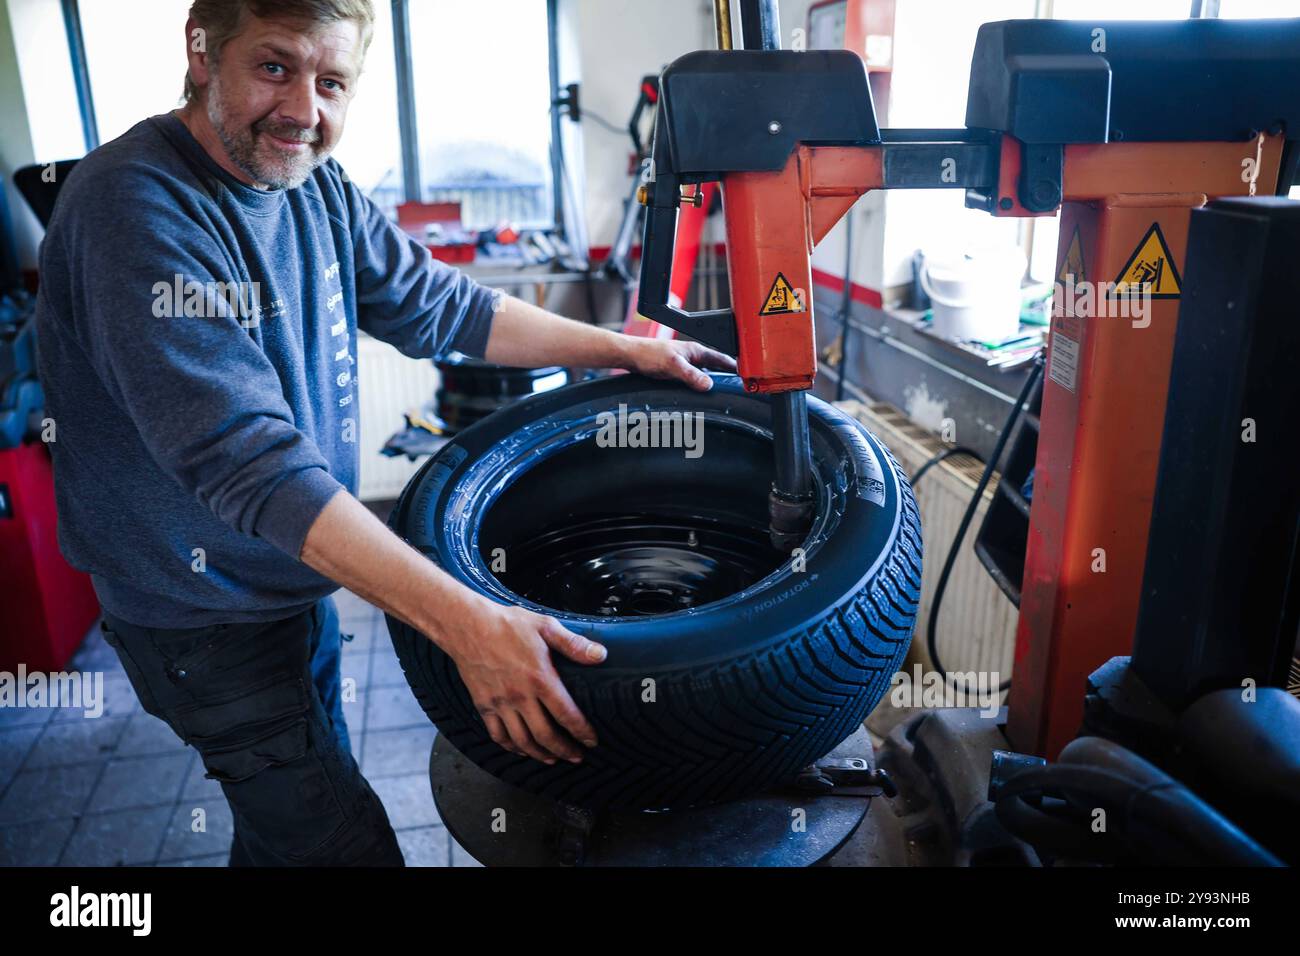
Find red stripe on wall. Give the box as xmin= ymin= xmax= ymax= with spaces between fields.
xmin=589 ymin=242 xmax=729 ymax=263
xmin=586 ymin=249 xmax=884 ymax=309
xmin=810 ymin=267 xmax=883 ymax=308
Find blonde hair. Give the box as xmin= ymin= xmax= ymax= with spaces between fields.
xmin=183 ymin=0 xmax=375 ymax=102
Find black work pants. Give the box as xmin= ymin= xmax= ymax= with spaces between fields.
xmin=100 ymin=598 xmax=404 ymax=866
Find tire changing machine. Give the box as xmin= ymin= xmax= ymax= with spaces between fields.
xmin=432 ymin=726 xmax=884 ymax=867
xmin=427 ymin=5 xmax=1300 ymax=865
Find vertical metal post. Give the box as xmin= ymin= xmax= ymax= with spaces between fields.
xmin=713 ymin=0 xmax=735 ymax=51
xmin=737 ymin=0 xmax=781 ymax=52
xmin=772 ymin=393 xmax=813 ymax=497
xmin=392 ymin=0 xmax=421 ymax=203
xmin=546 ymin=0 xmax=566 ymax=235
xmin=835 ymin=211 xmax=854 ymax=402
xmin=61 ymin=0 xmax=99 ymax=152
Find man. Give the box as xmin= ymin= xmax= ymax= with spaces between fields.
xmin=35 ymin=0 xmax=732 ymax=866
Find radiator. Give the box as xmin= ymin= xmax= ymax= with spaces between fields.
xmin=356 ymin=333 xmax=439 ymax=502
xmin=837 ymin=400 xmax=1019 ymax=690
xmin=840 ymin=400 xmax=1300 ymax=705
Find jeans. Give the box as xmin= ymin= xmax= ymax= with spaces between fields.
xmin=100 ymin=597 xmax=405 ymax=866
xmin=308 ymin=597 xmax=351 ymax=757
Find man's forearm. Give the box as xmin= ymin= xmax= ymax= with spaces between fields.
xmin=482 ymin=295 xmax=632 ymax=369
xmin=297 ymin=486 xmax=609 ymax=764
xmin=298 ymin=489 xmax=486 ymax=653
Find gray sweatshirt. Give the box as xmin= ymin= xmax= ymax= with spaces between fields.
xmin=35 ymin=112 xmax=496 ymax=628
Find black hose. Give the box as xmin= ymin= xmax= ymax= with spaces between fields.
xmin=911 ymin=445 xmax=984 ymax=486
xmin=835 ymin=213 xmax=854 ymax=403
xmin=926 ymin=353 xmax=1044 ymax=690
xmin=995 ymin=790 xmax=1113 ymax=861
xmin=994 ymin=762 xmax=1282 ymax=866
xmin=580 ymin=109 xmax=628 ymax=137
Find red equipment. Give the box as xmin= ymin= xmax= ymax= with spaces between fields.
xmin=636 ymin=12 xmax=1300 ymax=756
xmin=0 ymin=442 xmax=100 ymax=672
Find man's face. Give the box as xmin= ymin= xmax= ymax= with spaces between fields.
xmin=200 ymin=16 xmax=365 ymax=189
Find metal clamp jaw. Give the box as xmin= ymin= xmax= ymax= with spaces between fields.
xmin=636 ymin=155 xmax=738 ymax=355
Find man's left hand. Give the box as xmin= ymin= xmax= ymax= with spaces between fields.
xmin=621 ymin=337 xmax=737 ymax=391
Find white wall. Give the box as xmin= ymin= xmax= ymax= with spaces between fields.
xmin=776 ymin=0 xmax=890 ymax=291
xmin=775 ymin=0 xmax=1039 ymax=299
xmin=878 ymin=0 xmax=1032 ymax=294
xmin=568 ymin=0 xmax=714 ymax=250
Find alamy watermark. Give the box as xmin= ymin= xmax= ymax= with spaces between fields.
xmin=595 ymin=404 xmax=704 ymax=459
xmin=1053 ymin=274 xmax=1153 ymax=328
xmin=0 ymin=665 xmax=104 ymax=718
xmin=889 ymin=665 xmax=1002 ymax=718
xmin=50 ymin=886 xmax=150 ymax=936
xmin=152 ymin=274 xmax=263 ymax=328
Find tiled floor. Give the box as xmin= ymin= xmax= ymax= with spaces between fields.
xmin=0 ymin=590 xmax=481 ymax=867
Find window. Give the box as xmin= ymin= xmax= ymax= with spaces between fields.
xmin=67 ymin=0 xmax=560 ymax=225
xmin=407 ymin=0 xmax=556 ymax=229
xmin=7 ymin=0 xmax=84 ymax=162
xmin=79 ymin=0 xmax=193 ymax=144
xmin=78 ymin=0 xmax=402 ymax=204
xmin=329 ymin=1 xmax=404 ymax=211
xmin=879 ymin=0 xmax=1035 ymax=290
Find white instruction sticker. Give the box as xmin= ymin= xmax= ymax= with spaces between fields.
xmin=1048 ymin=333 xmax=1079 ymax=394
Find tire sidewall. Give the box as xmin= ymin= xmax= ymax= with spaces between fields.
xmin=391 ymin=374 xmax=907 ymax=674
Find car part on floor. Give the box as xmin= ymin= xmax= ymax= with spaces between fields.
xmin=387 ymin=373 xmax=921 ymax=810
xmin=382 ymin=357 xmax=571 ymax=461
xmin=869 ymin=706 xmax=1040 ymax=867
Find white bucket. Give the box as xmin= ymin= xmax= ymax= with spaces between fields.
xmin=921 ymin=245 xmax=1026 ymax=343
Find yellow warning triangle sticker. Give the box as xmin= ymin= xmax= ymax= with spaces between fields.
xmin=1057 ymin=226 xmax=1086 ymax=284
xmin=760 ymin=273 xmax=805 ymax=316
xmin=1112 ymin=222 xmax=1182 ymax=299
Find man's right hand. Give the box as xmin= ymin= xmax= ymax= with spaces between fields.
xmin=442 ymin=600 xmax=606 ymax=765
xmin=297 ymin=491 xmax=606 ymax=767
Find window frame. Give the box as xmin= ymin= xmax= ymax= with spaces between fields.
xmin=63 ymin=0 xmax=569 ymax=235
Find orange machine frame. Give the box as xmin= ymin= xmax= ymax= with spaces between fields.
xmin=717 ymin=134 xmax=1283 ymax=755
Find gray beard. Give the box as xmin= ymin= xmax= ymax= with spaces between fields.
xmin=206 ymin=70 xmax=328 ymax=190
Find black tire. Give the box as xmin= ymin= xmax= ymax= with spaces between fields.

▬▬▬

- _What is expected_: Produce the material above again in full, with identical lines and no pictures.

- _Written solution_:
Find red stripe on wall. Give the box as xmin= ymin= xmax= ymax= with spaces between fields.
xmin=589 ymin=242 xmax=729 ymax=263
xmin=586 ymin=249 xmax=884 ymax=309
xmin=810 ymin=267 xmax=883 ymax=308
Find blonde hair. Give the box as xmin= ymin= xmax= ymax= with spaces between fields.
xmin=183 ymin=0 xmax=375 ymax=102
Find black work pants. Give the box as xmin= ymin= xmax= ymax= with spaces between fields.
xmin=100 ymin=598 xmax=404 ymax=866
Find tire changing machine. Give the box as xmin= ymin= xmax= ymax= with spaces between fields.
xmin=432 ymin=726 xmax=884 ymax=867
xmin=427 ymin=5 xmax=1300 ymax=865
Find vertical metal post. Give the box as xmin= ymin= xmax= ymax= with spaces between fields.
xmin=713 ymin=0 xmax=735 ymax=51
xmin=737 ymin=0 xmax=781 ymax=52
xmin=772 ymin=393 xmax=813 ymax=497
xmin=392 ymin=0 xmax=421 ymax=203
xmin=546 ymin=0 xmax=566 ymax=235
xmin=835 ymin=211 xmax=854 ymax=402
xmin=61 ymin=0 xmax=99 ymax=152
Find man. Give the box as xmin= ymin= xmax= ymax= with spaces between fields.
xmin=35 ymin=0 xmax=732 ymax=866
Find radiator. Give the box as xmin= ymin= xmax= ymax= with spaces between fields.
xmin=356 ymin=333 xmax=439 ymax=502
xmin=837 ymin=400 xmax=1019 ymax=690
xmin=840 ymin=400 xmax=1300 ymax=705
Find jeans. Give the box as xmin= ymin= xmax= ymax= with spaces between fields.
xmin=100 ymin=597 xmax=405 ymax=866
xmin=308 ymin=597 xmax=351 ymax=757
Find man's forearm. Give the box as xmin= ymin= xmax= ymax= with spaces between fields.
xmin=482 ymin=295 xmax=632 ymax=369
xmin=297 ymin=486 xmax=609 ymax=764
xmin=298 ymin=489 xmax=486 ymax=653
Find gray sweatshirt. Give the box as xmin= ymin= xmax= ymax= with spaces between fields.
xmin=35 ymin=112 xmax=496 ymax=628
Find black hose. Give the box as xmin= ymin= xmax= ymax= with spaces between fields.
xmin=911 ymin=445 xmax=984 ymax=486
xmin=835 ymin=213 xmax=854 ymax=403
xmin=926 ymin=353 xmax=1044 ymax=690
xmin=995 ymin=790 xmax=1113 ymax=861
xmin=994 ymin=762 xmax=1282 ymax=866
xmin=580 ymin=109 xmax=628 ymax=137
Find red equipment. Give the box as xmin= ymin= xmax= ymax= with spaces between fields.
xmin=636 ymin=12 xmax=1300 ymax=756
xmin=0 ymin=442 xmax=100 ymax=672
Find man's face. Give the box as xmin= ymin= xmax= ymax= with spaces between fields.
xmin=200 ymin=16 xmax=365 ymax=189
Find metal clamp jaw. Give the box as xmin= ymin= xmax= ymax= with spaces between fields.
xmin=636 ymin=155 xmax=738 ymax=355
Find man's left hand. Give the box as xmin= ymin= xmax= ymax= with spaces between fields.
xmin=621 ymin=337 xmax=737 ymax=391
Find white wall. Give the box as xmin= ymin= xmax= ymax= with spaces between fields.
xmin=776 ymin=0 xmax=890 ymax=291
xmin=775 ymin=0 xmax=1039 ymax=299
xmin=878 ymin=0 xmax=1032 ymax=294
xmin=568 ymin=0 xmax=714 ymax=250
Find alamy watermark. Give the box as xmin= ymin= xmax= ymax= with spaces between fields.
xmin=595 ymin=404 xmax=704 ymax=459
xmin=1053 ymin=274 xmax=1153 ymax=328
xmin=0 ymin=665 xmax=104 ymax=718
xmin=889 ymin=665 xmax=1002 ymax=718
xmin=50 ymin=886 xmax=150 ymax=936
xmin=152 ymin=274 xmax=263 ymax=328
Find tiled floor. Give the box as xmin= ymin= xmax= ymax= with spaces between fields.
xmin=0 ymin=590 xmax=481 ymax=867
Find window. Give the box as xmin= ymin= xmax= ymax= with spaces between fields.
xmin=67 ymin=0 xmax=560 ymax=225
xmin=407 ymin=0 xmax=556 ymax=229
xmin=7 ymin=0 xmax=84 ymax=162
xmin=79 ymin=0 xmax=193 ymax=144
xmin=78 ymin=0 xmax=402 ymax=204
xmin=329 ymin=1 xmax=404 ymax=211
xmin=879 ymin=0 xmax=1035 ymax=290
Find white instruction sticker. Give the box as xmin= ymin= xmax= ymax= with spaces between fields.
xmin=1048 ymin=333 xmax=1079 ymax=394
Find tire sidewall. Give the box as xmin= ymin= xmax= ymax= with spaces between fields.
xmin=391 ymin=374 xmax=907 ymax=674
Find car part on floor. Give the box as xmin= ymin= xmax= ymax= with spaces between fields.
xmin=387 ymin=373 xmax=921 ymax=810
xmin=382 ymin=357 xmax=571 ymax=461
xmin=869 ymin=706 xmax=1040 ymax=867
Find white bucket. Give the box as xmin= ymin= xmax= ymax= with spaces between fields.
xmin=921 ymin=245 xmax=1026 ymax=343
Find yellow warning triangle sticker. Give the box as xmin= ymin= xmax= ymax= with spaces between fields.
xmin=1057 ymin=226 xmax=1086 ymax=284
xmin=760 ymin=273 xmax=805 ymax=316
xmin=1112 ymin=222 xmax=1182 ymax=299
Find man's right hand. Give the box as xmin= ymin= xmax= ymax= with spaces between fields.
xmin=442 ymin=600 xmax=606 ymax=765
xmin=297 ymin=491 xmax=606 ymax=767
Find window frame. Give the box as xmin= ymin= xmax= ymax= with spaces between fields.
xmin=63 ymin=0 xmax=569 ymax=235
Find orange machine frame. Give the box as xmin= ymin= xmax= ymax= with spaces between fields.
xmin=717 ymin=134 xmax=1283 ymax=755
Find gray beard. Give the box as xmin= ymin= xmax= ymax= with spaces between fields.
xmin=206 ymin=70 xmax=328 ymax=190
Find black tire. Give the box as xmin= ymin= xmax= ymax= with spaces between fields.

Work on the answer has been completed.